## [WHAT TO WORK ON]
Count the lines in the listing below that contain the string "rear", matching case exactly. Report only the resulting number.

Entries drawn from a collection
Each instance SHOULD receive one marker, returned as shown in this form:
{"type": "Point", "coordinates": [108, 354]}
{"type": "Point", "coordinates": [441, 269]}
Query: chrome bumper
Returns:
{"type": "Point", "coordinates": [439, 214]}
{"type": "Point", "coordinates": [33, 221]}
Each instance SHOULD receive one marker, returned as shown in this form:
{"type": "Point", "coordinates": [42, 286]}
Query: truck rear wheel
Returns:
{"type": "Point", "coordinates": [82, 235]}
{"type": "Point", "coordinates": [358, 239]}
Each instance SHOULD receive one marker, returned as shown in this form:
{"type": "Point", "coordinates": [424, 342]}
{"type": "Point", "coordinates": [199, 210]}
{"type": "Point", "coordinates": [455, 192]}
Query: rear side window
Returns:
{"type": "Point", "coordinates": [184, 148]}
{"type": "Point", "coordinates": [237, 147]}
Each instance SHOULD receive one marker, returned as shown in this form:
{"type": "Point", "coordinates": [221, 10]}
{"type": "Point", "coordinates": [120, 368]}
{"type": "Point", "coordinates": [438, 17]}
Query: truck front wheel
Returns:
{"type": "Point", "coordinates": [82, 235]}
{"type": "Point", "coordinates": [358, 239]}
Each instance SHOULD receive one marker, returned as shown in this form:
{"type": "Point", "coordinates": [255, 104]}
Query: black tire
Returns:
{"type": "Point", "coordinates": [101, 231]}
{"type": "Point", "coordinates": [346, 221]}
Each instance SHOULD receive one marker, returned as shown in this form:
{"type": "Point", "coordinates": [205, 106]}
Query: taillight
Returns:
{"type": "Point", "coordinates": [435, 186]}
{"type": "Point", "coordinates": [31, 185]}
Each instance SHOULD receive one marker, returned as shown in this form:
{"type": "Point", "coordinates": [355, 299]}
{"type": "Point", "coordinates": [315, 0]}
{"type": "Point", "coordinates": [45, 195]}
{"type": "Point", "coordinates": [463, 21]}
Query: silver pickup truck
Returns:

## [THE SOLUTION]
2